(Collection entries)
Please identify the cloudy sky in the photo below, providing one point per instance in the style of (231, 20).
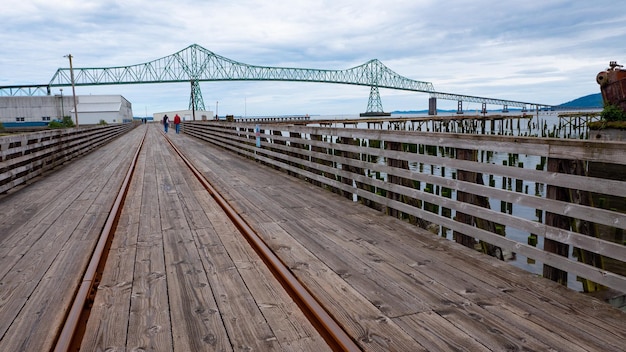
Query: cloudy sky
(543, 51)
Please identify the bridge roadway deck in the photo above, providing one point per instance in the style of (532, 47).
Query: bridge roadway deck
(178, 278)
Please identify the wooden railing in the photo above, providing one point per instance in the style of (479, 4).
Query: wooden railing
(452, 182)
(27, 155)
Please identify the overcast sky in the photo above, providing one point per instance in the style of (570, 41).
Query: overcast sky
(542, 51)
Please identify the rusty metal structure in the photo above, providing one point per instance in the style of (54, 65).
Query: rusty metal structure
(612, 83)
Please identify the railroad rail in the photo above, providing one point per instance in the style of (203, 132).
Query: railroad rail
(74, 328)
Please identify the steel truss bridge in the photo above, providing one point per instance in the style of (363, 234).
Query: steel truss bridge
(196, 64)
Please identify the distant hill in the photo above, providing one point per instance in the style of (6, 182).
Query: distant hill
(588, 101)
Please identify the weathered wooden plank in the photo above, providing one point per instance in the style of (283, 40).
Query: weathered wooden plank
(51, 267)
(358, 316)
(438, 334)
(150, 325)
(107, 326)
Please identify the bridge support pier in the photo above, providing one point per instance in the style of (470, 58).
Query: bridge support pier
(196, 103)
(432, 106)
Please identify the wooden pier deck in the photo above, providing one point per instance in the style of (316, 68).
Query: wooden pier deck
(179, 279)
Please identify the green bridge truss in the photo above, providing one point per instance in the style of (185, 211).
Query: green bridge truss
(196, 64)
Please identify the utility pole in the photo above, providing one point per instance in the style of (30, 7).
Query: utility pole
(62, 108)
(69, 56)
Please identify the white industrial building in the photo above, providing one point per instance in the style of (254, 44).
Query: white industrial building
(40, 110)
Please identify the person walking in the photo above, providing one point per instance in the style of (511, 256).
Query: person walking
(177, 123)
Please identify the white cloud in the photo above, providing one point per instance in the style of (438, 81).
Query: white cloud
(539, 51)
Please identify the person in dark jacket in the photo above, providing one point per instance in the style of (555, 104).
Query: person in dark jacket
(166, 122)
(177, 123)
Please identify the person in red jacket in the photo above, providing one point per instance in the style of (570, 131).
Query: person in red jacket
(177, 123)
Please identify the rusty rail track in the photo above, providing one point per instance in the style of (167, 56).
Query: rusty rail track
(72, 332)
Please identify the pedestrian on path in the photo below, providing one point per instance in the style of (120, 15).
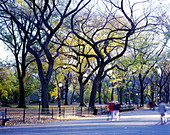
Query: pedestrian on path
(153, 105)
(110, 110)
(163, 112)
(116, 110)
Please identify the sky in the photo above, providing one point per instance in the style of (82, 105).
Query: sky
(4, 53)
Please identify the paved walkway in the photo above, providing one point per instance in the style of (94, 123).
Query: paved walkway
(139, 122)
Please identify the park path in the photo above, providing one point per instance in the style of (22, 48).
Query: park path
(138, 122)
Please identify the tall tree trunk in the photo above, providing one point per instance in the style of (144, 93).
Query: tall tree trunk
(66, 91)
(121, 95)
(21, 76)
(22, 93)
(95, 87)
(112, 93)
(45, 104)
(99, 91)
(82, 95)
(141, 90)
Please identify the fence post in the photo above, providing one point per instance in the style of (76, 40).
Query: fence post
(24, 115)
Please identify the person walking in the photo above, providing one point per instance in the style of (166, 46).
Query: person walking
(116, 110)
(111, 109)
(153, 105)
(163, 112)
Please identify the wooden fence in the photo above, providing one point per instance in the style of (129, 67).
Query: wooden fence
(36, 114)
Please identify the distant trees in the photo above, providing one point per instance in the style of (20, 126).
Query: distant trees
(84, 44)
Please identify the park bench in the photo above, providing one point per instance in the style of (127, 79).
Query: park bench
(4, 118)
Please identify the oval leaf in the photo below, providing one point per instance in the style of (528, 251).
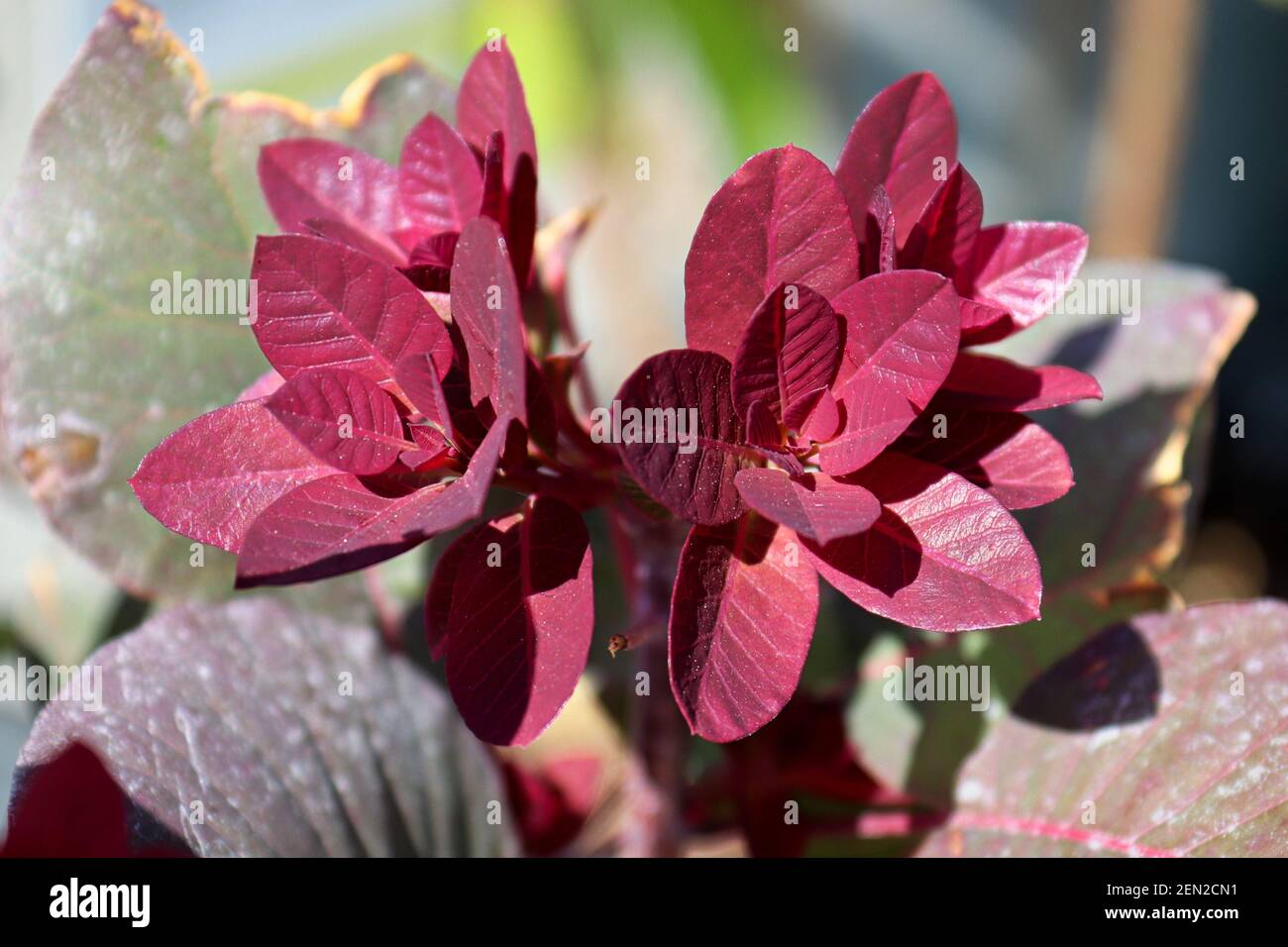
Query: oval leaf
(687, 463)
(325, 304)
(343, 418)
(780, 219)
(490, 99)
(812, 505)
(297, 737)
(897, 142)
(438, 178)
(742, 617)
(485, 307)
(902, 334)
(944, 556)
(791, 348)
(209, 479)
(338, 525)
(520, 618)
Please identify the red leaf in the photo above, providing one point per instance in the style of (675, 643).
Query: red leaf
(896, 142)
(944, 556)
(304, 178)
(812, 505)
(697, 484)
(943, 239)
(262, 386)
(520, 621)
(902, 335)
(1006, 454)
(780, 219)
(438, 178)
(211, 476)
(490, 99)
(72, 808)
(323, 304)
(742, 617)
(338, 525)
(877, 240)
(996, 384)
(438, 595)
(1024, 266)
(346, 419)
(790, 350)
(485, 307)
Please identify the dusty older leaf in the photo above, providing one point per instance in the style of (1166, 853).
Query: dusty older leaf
(1171, 727)
(296, 736)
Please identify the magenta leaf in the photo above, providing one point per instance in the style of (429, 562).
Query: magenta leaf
(943, 239)
(812, 505)
(438, 178)
(1025, 266)
(902, 337)
(344, 418)
(339, 525)
(304, 178)
(325, 304)
(780, 219)
(1006, 454)
(211, 476)
(896, 142)
(996, 384)
(485, 307)
(789, 351)
(742, 617)
(438, 595)
(694, 479)
(520, 620)
(944, 556)
(490, 99)
(262, 386)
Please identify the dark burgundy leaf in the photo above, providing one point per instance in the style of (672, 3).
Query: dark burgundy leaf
(944, 556)
(897, 142)
(780, 219)
(943, 240)
(339, 525)
(342, 232)
(520, 621)
(438, 178)
(996, 384)
(487, 308)
(812, 505)
(490, 99)
(211, 476)
(763, 431)
(698, 484)
(742, 617)
(304, 178)
(1009, 455)
(791, 348)
(438, 595)
(323, 304)
(344, 418)
(902, 334)
(1025, 266)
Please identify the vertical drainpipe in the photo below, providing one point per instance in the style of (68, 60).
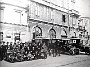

* _Aim of the task_: Although pictures appear among the records above, none are to be output; print exactly the lines from the line containing "Please identify the pedestrian" through the line containing "of (166, 46).".

* _Result below_:
Please identify the pedestrian on path in the photo below, providing one point per instance in the style of (120, 15).
Query: pedestrian on path
(153, 105)
(110, 110)
(163, 112)
(116, 110)
Please identify the sky in the photo above, providing one point per instance in the style of (82, 105).
Query: sky
(4, 53)
Please identify the paved walkway in the photo above, providing one point per instance in the style of (94, 123).
Query: paved walkway
(139, 122)
Please identify the park path in the photo above, providing one point per instance in the style of (22, 48).
Query: park path
(138, 122)
Please identify the tall tree trunk in the photo above, providing one point per instance in the style of (144, 93).
Query: tall tree trunk
(66, 91)
(121, 95)
(21, 76)
(22, 93)
(95, 87)
(112, 93)
(45, 104)
(99, 91)
(82, 95)
(141, 90)
Please identify the fence post in the photo above, providing one point per instance in the style of (76, 40).
Query: fence post
(24, 115)
Please identify the person walking in the photo above, providing one point per instance in the style of (166, 46).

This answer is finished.